Core Java

Generating backpressure-aware streams with Flowable.generate() – RxJava FAQ

RxJava is missing a factory to create an infinite stream of natural numbers. Such a stream is useful e.g. when you want to assign unique sequence numbers to possibly infinite stream of events by zipping both of them:

Flowable<Long> naturalNumbers = //???

Flowable<Event> someInfiniteEventStream = //...
Flowable<Pair<Long, Event>> sequenced = Flowable.zip(
        naturalNumbers,
        someInfiniteEventStream,
        Pair::of
);

Implementing naturalNumbers is surprisingly complex. In RxJava 1.x you could briefly get away with Observable that does not respect backpressure:

import rx.Observable;  //RxJava 1.x

Observable<Long> naturalNumbers = Observable.create(subscriber -> {
    long state = 0;
    //poor solution :-(
    while (!subscriber.isUnsubscribed()) {
        subscriber.onNext(state++);
    }
});

What does it mean that such stream is not backpressure-aware? Well, basically the stream produces events (ever-incrementing state variable) as fast as the CPU core permits, millions per second, easily. However when consumers can’t consume events so fast, growing backlog of unprocessed events starts to appear:

naturalNumbers
//      .observeOn(Schedulers.io())

* DATA SHOWN:
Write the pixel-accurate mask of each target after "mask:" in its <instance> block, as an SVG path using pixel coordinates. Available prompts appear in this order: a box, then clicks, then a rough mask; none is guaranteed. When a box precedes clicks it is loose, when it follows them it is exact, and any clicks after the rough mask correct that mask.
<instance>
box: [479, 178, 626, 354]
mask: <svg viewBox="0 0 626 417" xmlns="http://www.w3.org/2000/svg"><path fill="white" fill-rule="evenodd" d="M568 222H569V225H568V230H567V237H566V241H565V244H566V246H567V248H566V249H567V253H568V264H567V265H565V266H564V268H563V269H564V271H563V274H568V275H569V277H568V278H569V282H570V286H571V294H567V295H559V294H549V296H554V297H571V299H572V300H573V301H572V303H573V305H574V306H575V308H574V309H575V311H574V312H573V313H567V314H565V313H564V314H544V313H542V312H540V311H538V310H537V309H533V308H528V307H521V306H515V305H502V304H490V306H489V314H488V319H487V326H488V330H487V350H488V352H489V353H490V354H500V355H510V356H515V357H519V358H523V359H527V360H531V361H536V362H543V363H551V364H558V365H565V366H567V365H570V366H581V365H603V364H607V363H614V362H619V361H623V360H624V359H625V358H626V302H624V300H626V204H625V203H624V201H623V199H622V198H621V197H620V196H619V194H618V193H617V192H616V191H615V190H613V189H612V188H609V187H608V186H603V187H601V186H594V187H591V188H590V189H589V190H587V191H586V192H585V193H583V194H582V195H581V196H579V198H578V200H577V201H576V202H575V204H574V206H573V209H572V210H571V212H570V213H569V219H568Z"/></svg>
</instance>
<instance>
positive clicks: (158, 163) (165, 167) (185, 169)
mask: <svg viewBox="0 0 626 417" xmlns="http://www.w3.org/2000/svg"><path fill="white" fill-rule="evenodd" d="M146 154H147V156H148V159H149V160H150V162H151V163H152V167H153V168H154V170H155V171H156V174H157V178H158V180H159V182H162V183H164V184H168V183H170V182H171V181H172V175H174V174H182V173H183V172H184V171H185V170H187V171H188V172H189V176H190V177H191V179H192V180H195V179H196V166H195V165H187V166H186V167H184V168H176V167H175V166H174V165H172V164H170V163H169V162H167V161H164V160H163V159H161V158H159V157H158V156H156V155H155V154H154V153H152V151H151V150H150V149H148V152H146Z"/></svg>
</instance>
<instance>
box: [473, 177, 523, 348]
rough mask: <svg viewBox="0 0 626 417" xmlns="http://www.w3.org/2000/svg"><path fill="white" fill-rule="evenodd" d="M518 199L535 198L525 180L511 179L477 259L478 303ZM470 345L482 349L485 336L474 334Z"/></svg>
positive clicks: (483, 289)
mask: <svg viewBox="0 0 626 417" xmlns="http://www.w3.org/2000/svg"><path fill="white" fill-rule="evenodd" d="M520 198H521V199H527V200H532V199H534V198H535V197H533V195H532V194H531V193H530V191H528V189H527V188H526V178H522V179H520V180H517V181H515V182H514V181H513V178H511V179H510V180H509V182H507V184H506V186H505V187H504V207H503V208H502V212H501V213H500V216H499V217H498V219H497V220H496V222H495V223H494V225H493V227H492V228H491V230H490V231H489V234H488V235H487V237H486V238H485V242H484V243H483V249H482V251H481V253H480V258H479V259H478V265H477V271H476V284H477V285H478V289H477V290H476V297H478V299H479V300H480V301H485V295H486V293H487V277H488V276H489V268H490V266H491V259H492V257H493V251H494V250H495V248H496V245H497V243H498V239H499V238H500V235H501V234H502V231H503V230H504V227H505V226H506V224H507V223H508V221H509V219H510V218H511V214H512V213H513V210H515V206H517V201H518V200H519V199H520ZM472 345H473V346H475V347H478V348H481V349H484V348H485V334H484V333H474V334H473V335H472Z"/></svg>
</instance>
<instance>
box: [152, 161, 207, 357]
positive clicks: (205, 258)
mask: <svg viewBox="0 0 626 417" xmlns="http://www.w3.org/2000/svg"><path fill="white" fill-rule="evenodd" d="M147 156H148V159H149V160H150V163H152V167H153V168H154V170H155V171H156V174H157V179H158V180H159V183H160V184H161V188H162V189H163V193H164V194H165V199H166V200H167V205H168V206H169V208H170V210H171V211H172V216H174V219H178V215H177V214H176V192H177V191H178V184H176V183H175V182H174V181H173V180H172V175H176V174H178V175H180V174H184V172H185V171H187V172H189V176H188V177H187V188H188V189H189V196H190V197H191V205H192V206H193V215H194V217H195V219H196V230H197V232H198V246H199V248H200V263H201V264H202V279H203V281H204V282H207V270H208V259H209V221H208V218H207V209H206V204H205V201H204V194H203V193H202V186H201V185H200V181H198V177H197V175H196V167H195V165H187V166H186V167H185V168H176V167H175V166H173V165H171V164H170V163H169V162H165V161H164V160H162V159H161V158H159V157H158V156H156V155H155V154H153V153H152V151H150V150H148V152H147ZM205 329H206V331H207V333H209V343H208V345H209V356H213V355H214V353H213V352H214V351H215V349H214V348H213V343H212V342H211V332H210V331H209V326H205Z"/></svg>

* PROBLEM DETAILS:
In the code snippets of the RxJava article above, list every variable declared with an explicit type, giving each name once.

* RESPONSE:
naturalNumbers, someInfiniteEventStream, sequenced, state